● Records for this exercise
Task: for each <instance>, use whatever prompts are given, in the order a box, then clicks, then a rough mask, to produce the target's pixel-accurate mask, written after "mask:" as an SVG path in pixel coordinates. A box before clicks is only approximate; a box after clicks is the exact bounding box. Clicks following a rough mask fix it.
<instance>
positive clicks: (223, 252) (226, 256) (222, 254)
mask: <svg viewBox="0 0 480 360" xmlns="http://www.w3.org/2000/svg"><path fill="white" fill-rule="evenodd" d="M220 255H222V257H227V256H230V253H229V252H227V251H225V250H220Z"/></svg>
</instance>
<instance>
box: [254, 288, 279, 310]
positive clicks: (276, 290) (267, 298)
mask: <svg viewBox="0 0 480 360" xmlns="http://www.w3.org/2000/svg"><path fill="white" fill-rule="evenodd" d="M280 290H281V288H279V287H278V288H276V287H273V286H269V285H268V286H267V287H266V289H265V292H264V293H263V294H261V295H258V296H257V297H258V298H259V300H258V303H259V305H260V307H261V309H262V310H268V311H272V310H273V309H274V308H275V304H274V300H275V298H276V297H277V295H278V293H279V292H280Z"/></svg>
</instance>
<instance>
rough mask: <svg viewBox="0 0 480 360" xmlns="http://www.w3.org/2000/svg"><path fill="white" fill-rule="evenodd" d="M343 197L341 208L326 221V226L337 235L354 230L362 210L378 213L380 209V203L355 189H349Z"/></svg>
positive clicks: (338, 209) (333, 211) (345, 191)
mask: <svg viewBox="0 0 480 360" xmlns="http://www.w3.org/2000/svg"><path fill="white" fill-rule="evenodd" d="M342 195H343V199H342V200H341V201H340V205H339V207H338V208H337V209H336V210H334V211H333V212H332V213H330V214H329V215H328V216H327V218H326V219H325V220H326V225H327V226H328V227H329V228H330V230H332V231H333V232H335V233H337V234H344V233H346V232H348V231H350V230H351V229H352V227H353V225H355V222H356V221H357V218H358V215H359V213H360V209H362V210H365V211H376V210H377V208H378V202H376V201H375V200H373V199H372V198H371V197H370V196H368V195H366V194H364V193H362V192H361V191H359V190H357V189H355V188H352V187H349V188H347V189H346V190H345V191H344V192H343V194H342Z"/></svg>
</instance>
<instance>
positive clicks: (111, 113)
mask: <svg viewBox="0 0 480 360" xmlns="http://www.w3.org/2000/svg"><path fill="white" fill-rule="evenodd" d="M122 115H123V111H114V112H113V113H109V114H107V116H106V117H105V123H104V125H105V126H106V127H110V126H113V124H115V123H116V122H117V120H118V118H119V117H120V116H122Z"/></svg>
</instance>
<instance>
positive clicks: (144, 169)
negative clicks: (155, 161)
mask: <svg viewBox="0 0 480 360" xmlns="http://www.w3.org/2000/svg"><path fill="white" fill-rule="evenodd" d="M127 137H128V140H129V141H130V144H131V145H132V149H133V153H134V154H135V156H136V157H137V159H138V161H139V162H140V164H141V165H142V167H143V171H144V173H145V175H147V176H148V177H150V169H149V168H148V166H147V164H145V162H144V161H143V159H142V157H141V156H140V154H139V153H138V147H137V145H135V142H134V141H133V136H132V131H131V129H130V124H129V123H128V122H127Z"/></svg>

● Task details
State how many lines of the rows above contain the word "positive". Reply with the number only.

● Solution below
5